* What is expected
Can you transcribe everything from the very start of the material down through the line containing "pixel 588 339", both ends included, and leave the pictures out?

* Supplied records
===
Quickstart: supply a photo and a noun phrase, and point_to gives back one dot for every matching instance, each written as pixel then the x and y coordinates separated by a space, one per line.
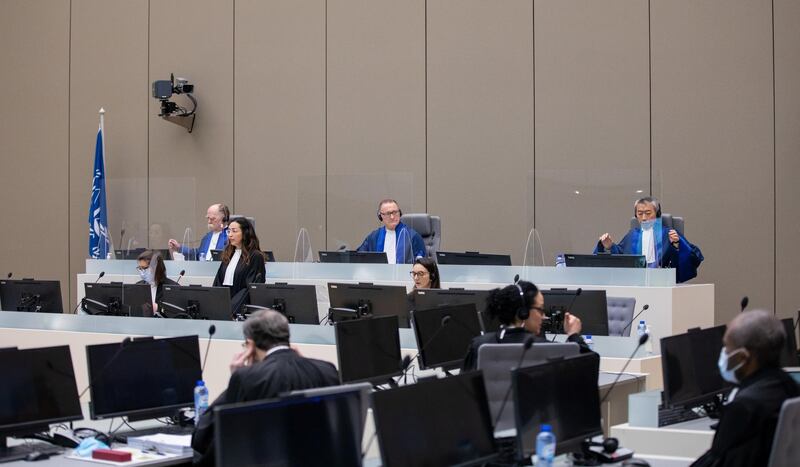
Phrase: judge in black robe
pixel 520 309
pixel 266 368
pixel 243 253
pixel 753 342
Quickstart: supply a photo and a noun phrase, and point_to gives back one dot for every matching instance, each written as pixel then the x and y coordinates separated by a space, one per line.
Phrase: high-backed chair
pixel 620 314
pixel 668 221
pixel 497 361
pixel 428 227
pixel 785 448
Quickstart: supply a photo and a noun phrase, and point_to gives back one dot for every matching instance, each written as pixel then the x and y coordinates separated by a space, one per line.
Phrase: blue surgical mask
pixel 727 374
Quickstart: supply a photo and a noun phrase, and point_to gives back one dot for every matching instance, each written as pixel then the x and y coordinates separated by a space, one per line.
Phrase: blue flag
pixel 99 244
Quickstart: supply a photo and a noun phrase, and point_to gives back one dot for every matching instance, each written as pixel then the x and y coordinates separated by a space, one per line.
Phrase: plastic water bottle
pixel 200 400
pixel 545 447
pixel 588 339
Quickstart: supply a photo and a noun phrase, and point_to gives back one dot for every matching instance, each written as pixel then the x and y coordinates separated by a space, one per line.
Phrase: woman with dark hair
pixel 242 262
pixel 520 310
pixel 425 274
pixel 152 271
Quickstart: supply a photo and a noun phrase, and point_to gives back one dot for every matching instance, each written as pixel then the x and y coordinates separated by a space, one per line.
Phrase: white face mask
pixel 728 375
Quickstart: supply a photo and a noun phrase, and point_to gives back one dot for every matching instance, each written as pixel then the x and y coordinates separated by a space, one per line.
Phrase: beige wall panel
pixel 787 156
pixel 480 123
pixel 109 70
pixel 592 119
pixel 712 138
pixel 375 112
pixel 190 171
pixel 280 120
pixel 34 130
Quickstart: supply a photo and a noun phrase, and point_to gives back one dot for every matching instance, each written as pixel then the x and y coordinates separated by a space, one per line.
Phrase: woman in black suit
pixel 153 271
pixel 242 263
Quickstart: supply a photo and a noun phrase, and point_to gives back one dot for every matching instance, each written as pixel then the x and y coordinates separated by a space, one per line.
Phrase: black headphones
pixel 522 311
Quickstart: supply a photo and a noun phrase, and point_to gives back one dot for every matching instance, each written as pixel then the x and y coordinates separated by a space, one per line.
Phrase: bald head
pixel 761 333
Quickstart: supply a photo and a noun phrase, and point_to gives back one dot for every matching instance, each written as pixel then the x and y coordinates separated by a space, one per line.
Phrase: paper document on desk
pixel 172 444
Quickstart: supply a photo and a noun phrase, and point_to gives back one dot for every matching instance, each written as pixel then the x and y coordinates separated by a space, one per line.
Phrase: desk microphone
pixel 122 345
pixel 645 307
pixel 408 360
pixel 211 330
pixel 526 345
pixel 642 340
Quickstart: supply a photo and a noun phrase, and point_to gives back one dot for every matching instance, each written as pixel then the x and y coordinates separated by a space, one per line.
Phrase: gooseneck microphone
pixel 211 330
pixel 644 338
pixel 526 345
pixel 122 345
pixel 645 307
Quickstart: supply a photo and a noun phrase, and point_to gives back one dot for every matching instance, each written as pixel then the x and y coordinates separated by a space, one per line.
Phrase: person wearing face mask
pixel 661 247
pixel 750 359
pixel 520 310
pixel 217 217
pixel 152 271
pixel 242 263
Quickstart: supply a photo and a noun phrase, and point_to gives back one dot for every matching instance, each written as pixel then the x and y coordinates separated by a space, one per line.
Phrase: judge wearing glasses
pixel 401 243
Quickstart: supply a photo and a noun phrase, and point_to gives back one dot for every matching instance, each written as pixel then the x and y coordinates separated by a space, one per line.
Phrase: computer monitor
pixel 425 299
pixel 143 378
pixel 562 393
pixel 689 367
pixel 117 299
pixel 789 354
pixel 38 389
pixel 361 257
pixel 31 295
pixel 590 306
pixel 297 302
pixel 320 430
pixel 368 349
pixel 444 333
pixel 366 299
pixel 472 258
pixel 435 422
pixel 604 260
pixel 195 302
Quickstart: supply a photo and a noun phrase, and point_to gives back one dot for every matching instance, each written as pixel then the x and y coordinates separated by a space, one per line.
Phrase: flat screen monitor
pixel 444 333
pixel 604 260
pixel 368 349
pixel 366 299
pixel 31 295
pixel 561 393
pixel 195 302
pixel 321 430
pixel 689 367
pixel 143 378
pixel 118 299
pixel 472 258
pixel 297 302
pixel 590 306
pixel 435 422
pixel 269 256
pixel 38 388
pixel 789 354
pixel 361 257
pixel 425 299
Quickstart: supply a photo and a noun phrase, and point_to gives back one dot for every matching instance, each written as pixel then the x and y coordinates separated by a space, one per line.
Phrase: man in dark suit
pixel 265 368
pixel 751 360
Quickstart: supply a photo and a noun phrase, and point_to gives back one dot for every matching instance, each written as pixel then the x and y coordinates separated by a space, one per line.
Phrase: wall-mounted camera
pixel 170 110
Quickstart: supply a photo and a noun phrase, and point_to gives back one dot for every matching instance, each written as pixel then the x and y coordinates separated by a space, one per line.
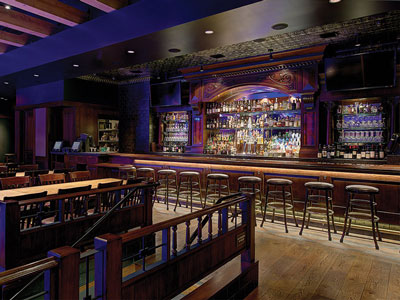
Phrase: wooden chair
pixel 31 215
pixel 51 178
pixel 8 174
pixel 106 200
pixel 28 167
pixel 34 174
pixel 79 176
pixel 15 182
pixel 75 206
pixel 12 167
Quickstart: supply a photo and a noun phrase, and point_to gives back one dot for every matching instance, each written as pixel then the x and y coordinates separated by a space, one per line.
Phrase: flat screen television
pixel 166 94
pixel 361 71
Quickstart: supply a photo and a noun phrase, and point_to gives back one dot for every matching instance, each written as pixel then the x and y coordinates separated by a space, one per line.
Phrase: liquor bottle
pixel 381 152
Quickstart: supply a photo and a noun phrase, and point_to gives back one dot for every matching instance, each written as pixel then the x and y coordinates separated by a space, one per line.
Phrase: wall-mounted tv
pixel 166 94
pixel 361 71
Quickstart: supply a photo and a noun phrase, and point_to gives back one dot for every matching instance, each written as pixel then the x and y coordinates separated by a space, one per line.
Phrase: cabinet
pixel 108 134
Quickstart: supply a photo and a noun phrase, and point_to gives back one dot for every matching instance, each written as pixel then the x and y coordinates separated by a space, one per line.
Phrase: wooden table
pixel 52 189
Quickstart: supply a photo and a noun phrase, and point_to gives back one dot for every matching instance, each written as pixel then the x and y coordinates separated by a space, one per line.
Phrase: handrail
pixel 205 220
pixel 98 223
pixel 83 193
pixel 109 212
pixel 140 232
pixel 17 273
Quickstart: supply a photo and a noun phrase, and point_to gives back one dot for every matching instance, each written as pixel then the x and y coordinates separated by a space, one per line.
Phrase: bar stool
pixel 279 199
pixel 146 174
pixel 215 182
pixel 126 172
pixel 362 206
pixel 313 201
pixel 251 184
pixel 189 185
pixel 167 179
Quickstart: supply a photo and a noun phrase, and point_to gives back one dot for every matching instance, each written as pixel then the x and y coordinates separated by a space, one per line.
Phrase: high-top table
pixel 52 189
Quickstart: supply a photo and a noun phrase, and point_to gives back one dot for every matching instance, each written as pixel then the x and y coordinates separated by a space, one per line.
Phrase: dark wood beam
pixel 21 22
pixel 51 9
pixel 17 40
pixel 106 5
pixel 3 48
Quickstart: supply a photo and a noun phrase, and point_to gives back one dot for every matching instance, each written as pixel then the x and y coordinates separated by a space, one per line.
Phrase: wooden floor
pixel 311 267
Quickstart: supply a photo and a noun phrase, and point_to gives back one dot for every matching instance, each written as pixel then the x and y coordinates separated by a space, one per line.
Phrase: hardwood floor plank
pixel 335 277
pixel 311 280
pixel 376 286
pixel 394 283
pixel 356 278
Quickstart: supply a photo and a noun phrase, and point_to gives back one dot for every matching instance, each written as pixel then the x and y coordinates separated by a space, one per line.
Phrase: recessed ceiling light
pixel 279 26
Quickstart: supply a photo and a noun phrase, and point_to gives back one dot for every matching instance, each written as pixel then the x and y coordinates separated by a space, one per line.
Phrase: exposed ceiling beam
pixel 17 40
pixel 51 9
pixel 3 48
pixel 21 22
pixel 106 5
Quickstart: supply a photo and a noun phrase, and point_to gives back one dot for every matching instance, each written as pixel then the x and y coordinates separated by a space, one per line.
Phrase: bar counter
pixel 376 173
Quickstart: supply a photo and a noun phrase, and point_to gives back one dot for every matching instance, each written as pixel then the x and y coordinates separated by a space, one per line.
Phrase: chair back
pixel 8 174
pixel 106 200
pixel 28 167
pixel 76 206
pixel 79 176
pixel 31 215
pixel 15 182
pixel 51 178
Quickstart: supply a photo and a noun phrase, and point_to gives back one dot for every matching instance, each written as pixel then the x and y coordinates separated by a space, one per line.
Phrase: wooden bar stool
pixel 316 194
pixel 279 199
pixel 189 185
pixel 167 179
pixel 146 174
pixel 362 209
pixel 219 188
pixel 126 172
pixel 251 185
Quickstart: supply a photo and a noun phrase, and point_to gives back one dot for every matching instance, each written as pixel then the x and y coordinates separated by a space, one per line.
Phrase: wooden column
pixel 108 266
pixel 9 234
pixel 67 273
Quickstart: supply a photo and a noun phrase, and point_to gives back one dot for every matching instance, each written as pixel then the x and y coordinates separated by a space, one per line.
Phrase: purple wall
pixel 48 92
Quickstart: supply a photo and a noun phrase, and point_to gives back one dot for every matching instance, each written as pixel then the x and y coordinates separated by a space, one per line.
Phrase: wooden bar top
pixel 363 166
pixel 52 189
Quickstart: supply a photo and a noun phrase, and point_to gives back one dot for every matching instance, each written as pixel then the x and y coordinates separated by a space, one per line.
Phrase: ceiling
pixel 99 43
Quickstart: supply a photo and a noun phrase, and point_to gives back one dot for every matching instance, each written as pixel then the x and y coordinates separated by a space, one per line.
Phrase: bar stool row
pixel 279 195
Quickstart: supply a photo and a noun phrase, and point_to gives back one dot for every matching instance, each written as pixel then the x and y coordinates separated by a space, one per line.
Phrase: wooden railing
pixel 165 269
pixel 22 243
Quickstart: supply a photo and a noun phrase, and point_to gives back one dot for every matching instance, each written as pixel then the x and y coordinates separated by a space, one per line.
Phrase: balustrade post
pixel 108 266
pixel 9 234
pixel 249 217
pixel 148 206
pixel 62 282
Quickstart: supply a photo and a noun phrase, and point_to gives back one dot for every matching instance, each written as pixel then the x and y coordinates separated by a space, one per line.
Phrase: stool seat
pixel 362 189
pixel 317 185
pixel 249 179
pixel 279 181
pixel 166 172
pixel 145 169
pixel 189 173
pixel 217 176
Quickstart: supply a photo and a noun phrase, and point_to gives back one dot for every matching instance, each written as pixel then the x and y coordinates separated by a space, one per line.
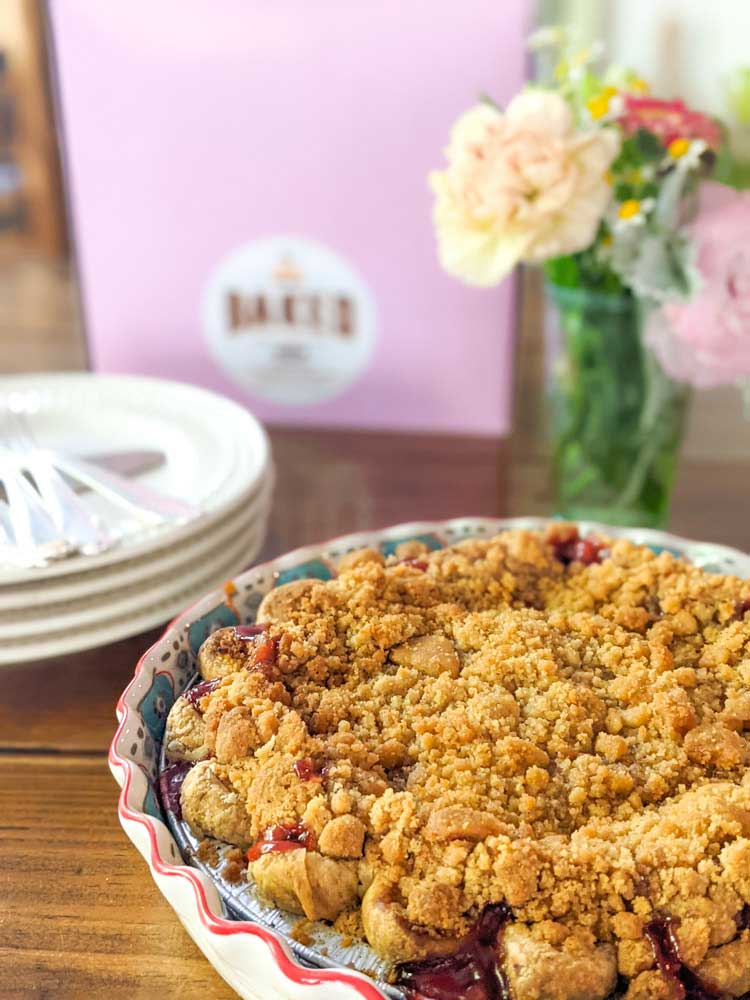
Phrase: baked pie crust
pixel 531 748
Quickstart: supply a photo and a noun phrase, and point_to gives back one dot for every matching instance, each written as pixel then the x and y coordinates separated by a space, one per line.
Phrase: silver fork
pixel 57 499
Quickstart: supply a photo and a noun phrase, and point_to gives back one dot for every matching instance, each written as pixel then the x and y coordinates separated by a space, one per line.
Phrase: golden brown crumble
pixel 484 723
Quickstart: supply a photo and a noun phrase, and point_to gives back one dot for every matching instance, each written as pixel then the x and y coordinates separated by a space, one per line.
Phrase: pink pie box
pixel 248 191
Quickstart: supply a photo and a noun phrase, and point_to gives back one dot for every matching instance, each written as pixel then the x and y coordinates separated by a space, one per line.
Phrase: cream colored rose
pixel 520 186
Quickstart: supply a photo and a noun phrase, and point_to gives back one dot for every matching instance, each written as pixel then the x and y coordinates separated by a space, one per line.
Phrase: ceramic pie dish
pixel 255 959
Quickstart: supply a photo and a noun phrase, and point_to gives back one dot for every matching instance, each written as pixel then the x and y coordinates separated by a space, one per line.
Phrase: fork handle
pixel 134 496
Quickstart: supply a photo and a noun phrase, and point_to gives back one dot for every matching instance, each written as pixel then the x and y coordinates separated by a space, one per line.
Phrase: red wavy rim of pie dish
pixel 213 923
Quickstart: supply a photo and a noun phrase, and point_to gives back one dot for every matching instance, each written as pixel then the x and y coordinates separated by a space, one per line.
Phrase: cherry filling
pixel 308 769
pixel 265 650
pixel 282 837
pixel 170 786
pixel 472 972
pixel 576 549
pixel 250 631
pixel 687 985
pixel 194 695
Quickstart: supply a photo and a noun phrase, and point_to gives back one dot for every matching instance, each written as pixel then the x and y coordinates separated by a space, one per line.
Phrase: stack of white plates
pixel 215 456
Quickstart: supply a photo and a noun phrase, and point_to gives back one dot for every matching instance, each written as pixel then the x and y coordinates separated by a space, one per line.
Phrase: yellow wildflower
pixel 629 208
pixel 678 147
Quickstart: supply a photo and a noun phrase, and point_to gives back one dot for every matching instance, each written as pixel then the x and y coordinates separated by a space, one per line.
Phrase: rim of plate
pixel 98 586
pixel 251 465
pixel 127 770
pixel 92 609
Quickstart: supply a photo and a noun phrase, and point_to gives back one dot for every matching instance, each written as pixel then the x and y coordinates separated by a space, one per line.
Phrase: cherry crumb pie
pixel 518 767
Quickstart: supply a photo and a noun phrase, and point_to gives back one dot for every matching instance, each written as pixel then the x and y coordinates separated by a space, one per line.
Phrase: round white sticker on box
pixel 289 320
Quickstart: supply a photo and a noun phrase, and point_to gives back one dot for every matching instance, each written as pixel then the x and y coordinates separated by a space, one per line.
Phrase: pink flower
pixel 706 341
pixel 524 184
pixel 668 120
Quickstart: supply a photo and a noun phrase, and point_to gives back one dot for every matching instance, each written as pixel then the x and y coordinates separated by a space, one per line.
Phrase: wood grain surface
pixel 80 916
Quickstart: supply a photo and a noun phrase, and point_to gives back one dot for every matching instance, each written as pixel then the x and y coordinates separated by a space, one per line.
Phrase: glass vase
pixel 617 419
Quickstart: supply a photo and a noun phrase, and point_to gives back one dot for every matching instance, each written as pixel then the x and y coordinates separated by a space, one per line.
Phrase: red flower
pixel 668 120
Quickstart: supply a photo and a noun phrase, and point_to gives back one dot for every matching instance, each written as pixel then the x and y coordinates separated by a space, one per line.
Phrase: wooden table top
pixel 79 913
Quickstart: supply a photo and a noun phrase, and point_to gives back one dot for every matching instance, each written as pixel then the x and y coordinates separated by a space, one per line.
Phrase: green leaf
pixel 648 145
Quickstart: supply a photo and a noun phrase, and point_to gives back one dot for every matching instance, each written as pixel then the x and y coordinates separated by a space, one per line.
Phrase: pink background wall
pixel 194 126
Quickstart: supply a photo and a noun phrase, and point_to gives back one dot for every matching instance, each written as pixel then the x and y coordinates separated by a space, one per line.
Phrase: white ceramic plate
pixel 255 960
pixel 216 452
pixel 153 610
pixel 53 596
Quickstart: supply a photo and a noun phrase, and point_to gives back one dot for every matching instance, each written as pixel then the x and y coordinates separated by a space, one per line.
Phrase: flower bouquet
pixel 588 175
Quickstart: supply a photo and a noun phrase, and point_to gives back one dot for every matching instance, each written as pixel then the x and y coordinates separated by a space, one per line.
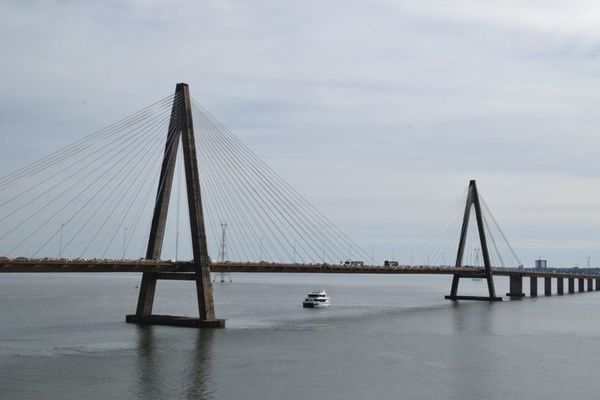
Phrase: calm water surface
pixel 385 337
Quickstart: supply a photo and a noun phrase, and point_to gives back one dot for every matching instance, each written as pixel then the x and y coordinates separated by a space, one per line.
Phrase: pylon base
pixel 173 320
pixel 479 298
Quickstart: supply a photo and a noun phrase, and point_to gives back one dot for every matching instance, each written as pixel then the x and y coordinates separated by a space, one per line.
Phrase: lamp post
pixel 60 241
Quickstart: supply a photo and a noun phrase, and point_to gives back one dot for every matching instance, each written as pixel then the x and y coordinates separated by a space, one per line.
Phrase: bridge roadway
===
* The solution
Quickstart: supply a photo and a noun phrase, and point_to gives back one dot for every matching instance, each written as pixel then the x and y coordinates separated by a space, one per line.
Phrase: judge in black robe
pixel 520 309
pixel 266 368
pixel 243 253
pixel 753 342
Quickstart: supply a photo and a noun phrase, and point_to gives back one dot for every matching instance, each written as pixel then the x and y coordinates separated by a space, one per line.
Phrase: high-backed chair
pixel 620 314
pixel 668 221
pixel 497 361
pixel 428 227
pixel 785 448
Quickstart: supply a photo and a noun phrase, and point_to gives back one dot for every matching instance, each written as pixel then the x and y coordinates separated by a space, one per line.
Phrase: blue surgical mask
pixel 727 374
Quickstart: supply a photo and a noun phrase, and point_to gives back one dot for every matching instance, each written as pixel then the x and y coordinates separated by a space, one per line.
Phrase: blue flag
pixel 99 244
Quickstart: supply a photo and a noun phrase, and point_to gives back one dot for every matching instance, each written as pixel then the x and y coordinates separated by a space, one per line.
Phrase: plastic water bottle
pixel 200 400
pixel 545 447
pixel 588 339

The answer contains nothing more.